SELECTED TEXT ->
2. When you write formulae in a proof, make clear their significance: for instance is this something you know, or something you have to prove. Just writing a list of formulae with no words at all is usually wrong.

3. Try to make your descriptions of algorithms distinct from your pseudocode. For instance for insertion sort: The array is maintained in a sorted and an unsorted part. At each iteration the first element of the unsorted part is put in its correct position in the sorted part, other elements being moved along as needed. Avoid just restating the code. Concentrate on things like invariant properties, and a top-level overview.

4. Pick one version of the algorithm and use it consistently in pseudocode, description and example.

5. In writing pseudo-code (and code) use different groups of letters for different types of thing. For instance if i is a loop index, don't use j for a key, use x or a.

6. Quicksort for any serious purpose is done in place, not using additional arrays.

7. You will need to learn to use some form of mathematical word-processor competently. LATEXis free.

8. Do not use swaps in insertion sort. It's a waste.

9. If you're using LATEX. log is \log.

10. To prove something like f + g ∈ O(r + s) you need to FIND a c and an N (and show that they work). To disprove something like f − g ∈ O(r − s) you need to find and f,g,r and s such that NO c and N can work."

I found some comments on an essay on testing that might contain general lessons on essay and report writing:
"Very few people mention any disadvantages of, or alternatives to, testing. Testing costs, and can lead to false assurances of quality (if the tests don't match the specification, or the specification doesn't meet the requirements). It can lead to laziness on the part of the programmers, writing to pass the test instead of meet the specification. Formal specification and correctness proofs are the most obvious alternative approach. There are also radically different testing approaches, such as clean-room.

Many people made arguments about the importance of correct software, but did not connect that to testing. There are other ways to produce correct software, and testing does not always do so."

DATA LINES ->
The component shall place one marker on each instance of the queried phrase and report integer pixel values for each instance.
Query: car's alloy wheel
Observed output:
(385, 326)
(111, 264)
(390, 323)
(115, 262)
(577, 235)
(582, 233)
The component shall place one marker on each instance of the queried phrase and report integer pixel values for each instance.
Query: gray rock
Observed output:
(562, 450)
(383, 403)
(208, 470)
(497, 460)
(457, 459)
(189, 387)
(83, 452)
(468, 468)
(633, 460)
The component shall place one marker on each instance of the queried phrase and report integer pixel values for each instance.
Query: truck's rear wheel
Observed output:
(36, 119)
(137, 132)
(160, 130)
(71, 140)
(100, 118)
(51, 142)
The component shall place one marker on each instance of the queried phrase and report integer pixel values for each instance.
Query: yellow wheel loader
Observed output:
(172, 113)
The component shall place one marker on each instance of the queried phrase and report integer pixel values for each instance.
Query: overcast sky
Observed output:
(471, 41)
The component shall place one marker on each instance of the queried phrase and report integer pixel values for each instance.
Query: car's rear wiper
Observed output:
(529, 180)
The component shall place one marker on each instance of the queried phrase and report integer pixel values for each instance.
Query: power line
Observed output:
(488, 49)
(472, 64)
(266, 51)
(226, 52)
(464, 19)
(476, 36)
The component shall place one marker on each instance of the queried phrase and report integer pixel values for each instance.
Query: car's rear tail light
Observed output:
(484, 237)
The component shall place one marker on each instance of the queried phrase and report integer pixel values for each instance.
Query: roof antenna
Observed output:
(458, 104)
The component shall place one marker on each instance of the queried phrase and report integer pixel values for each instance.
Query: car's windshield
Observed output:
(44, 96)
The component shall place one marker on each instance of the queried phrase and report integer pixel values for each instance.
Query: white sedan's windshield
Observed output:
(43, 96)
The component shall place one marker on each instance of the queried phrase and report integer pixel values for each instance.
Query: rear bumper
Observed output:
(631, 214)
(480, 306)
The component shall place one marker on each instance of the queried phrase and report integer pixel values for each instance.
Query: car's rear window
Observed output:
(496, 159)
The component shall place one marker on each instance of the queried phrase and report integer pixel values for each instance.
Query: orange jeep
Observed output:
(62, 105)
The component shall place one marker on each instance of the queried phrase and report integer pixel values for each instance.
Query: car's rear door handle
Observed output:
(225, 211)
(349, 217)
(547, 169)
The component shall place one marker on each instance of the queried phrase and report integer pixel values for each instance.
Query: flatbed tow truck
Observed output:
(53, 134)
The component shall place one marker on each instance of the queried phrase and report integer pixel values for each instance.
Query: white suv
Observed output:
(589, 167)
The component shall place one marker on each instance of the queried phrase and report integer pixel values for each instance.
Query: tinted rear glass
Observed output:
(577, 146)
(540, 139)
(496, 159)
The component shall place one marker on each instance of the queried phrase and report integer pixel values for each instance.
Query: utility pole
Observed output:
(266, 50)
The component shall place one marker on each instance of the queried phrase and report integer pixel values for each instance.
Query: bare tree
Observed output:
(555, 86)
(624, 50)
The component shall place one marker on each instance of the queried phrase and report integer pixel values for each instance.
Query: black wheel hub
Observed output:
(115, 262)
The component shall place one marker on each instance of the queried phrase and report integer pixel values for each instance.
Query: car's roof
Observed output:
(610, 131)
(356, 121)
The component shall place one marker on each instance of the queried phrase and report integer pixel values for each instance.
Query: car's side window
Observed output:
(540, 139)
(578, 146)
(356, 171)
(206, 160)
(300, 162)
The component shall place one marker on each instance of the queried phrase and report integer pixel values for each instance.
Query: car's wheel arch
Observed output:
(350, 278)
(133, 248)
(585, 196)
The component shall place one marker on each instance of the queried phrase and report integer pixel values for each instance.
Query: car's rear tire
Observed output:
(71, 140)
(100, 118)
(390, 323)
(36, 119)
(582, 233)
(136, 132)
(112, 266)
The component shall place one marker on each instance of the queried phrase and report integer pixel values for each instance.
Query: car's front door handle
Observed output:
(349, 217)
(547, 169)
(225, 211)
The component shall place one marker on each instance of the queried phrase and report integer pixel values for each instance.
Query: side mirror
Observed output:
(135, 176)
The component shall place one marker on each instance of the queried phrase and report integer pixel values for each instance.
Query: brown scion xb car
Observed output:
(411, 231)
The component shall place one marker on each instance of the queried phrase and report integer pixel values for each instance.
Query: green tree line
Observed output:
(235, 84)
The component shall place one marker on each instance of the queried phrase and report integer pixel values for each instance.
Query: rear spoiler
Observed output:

EXERCISES TO COMPLETE ->
[A] According to the writing advice, how is Quicksort done for any serious purpose?
[B] From the writing advice, copy out word for word the stretch from "3. Try to make" through "using additional arrays.".
[C] Write the next part of the writing advice, picking up after its final sentence.

ANSWERS TO THE EXERCISE ->
[A] In place, not using additional arrays.

[B]
3. Try to make your descriptions of algorithms distinct from your pseudocode. For instance for insertion sort: The array is maintained in a sorted and an unsorted part. At each iteration the first element of the unsorted part is put in its correct position in the sorted part, other elements being moved along as needed. Avoid just restating the code. Concentrate on things like invariant properties, and a top-level overview.

4. Pick one version of the algorithm and use it consistently in pseudocode, description and example.

5. In writing pseudo-code (and code) use different groups of letters for different types of thing. For instance if i is a loop index, don't use j for a key, use x or a.

6. Quicksort for any serious purpose is done in place, not using additional arrays.

[C]
Which falls into the general topic of making sure an essay makes a coherent argument or narrative, not just a collection of descriptions.

"Please submit essays and similar coursework simply as PDF files, rather than ZIP files. It makes them easier to process."

"You need, to cite sources for far more of the facts you claim. You should, for example, cite a source for the definition of user testing, and perhaps for the fact that modern OS contains millions of lines of code. "

"You have found some good sources, but too much of the essay is made up of quotes from them. Much better to write your own arguments, based on facts obtained from sources, rather than just use quotes from sources as your authority."

"Try and be precise. JUnit as a method of testing does not inherit from junit.framework.TestCase. Classes that use Junit do."

"A Bibliography entry needs to contain much more than just a URL -- author, title, date downloaded at a minimum. You should also strongly prefer high-quality sources such as textbooks or journal articles to unrefereed web pages."

'Don't start "The document aims" Something like "We introduce.." would be better.'

'Your essay presents some concepts and then you reach conclusions expressed by phrases like "in my opinion" and "I feel". In an essay you should prove your conclusions based on evidence, after exploring the arguments for and against, not just give your personal views.'

Finally, some second-level programming feedback:

"Your design doesn't match your code.

Your design implies that the dictionary is loaded for every query (which would be stupid). Your code does the sensible thing and loads it in the constructor.

your design also implies that you don't trust your binary search, (part 4.1.1). This is silly. Get the search right and then you can make your code simpler."

"Your tests aren't bad, but you should explain why you think they are the right set of tests. "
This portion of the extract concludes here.